* Exercise *
Reproduce the items verbatim, starting at the very beginning and continuing through the line that contains "[[[115,89],[114,87],[110,87],[108,90],[111,94],[115,93]]]".
········
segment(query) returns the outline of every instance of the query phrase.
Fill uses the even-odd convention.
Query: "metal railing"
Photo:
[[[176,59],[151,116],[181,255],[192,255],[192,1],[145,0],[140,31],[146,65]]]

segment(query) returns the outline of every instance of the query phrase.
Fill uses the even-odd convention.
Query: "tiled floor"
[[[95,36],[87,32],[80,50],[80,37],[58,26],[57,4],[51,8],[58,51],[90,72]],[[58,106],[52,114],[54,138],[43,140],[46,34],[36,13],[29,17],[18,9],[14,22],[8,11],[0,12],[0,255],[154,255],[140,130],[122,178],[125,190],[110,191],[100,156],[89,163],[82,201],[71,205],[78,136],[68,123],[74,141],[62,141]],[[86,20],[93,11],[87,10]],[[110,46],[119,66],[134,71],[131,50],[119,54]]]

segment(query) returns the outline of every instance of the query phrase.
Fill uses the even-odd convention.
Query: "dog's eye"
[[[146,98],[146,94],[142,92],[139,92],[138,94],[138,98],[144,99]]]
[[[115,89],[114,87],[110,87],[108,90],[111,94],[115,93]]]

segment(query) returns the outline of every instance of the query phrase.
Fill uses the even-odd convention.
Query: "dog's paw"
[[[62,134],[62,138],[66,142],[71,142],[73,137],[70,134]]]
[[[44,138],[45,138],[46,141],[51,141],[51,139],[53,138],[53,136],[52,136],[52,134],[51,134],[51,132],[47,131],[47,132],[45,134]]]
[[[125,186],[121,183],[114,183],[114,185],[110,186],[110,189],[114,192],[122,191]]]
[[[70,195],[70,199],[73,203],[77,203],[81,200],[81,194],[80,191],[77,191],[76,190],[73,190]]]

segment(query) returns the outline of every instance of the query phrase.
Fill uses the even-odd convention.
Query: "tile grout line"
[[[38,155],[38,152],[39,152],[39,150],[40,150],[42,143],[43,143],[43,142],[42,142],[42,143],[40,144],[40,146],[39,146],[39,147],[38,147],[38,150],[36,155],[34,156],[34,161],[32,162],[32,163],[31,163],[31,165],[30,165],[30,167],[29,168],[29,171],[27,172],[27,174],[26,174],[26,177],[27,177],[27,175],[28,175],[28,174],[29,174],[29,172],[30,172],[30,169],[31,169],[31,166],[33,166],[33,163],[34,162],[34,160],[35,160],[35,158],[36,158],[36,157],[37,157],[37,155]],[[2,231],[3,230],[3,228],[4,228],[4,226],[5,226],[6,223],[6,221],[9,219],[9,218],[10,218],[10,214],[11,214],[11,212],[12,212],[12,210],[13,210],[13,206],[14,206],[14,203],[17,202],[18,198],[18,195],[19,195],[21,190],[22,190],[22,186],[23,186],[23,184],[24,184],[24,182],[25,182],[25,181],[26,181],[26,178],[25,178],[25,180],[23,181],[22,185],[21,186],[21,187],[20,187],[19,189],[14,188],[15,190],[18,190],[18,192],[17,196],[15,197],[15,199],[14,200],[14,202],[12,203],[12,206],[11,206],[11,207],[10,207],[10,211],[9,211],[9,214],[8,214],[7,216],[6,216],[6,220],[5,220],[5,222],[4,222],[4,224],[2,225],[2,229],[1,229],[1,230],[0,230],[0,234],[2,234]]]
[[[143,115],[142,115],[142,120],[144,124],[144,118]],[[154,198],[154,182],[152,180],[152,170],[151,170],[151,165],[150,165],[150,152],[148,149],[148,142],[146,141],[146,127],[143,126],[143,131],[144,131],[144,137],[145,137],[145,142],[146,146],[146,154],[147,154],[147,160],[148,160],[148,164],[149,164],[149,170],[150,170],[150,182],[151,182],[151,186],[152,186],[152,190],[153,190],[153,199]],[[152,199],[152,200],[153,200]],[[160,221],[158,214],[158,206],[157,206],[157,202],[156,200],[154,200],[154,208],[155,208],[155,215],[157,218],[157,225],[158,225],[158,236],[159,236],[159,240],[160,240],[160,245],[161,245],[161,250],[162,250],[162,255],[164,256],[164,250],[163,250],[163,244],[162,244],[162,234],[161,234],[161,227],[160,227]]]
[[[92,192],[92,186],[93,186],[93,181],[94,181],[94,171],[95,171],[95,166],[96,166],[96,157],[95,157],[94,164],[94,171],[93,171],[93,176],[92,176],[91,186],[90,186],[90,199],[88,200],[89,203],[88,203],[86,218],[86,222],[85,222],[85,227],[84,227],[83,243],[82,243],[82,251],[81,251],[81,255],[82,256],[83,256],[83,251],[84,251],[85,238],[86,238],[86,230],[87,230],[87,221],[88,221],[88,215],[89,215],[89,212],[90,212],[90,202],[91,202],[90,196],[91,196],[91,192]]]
········
* Result for this exercise *
segment(query) returns the outline of every instance of the query phrase.
Fill uses the even-odd convention.
Query: "metal railing"
Photo:
[[[176,59],[151,116],[181,255],[192,255],[192,1],[145,0],[140,31],[146,65]]]

segment(query) returns the outline of every instance of the query phrase.
Fill uses the even-odd convention.
Query: "tiled floor"
[[[95,36],[87,32],[80,50],[80,37],[58,26],[57,4],[51,8],[58,51],[90,72]],[[58,106],[52,114],[54,138],[43,140],[46,34],[36,13],[29,17],[18,9],[14,22],[8,11],[0,12],[0,255],[154,255],[140,130],[122,178],[125,190],[110,191],[100,156],[89,163],[82,201],[71,205],[78,136],[68,123],[74,141],[62,141]],[[86,20],[93,11],[87,10]],[[110,46],[119,66],[134,71],[131,50],[119,54]]]

segment(query) returns the outline of every instance of the query phrase.
Fill uses the even-odd convention.
Query: "dog's eye"
[[[146,98],[146,94],[142,92],[139,92],[138,94],[138,98],[144,99]]]
[[[115,89],[114,87],[110,87],[108,90],[111,94],[115,93]]]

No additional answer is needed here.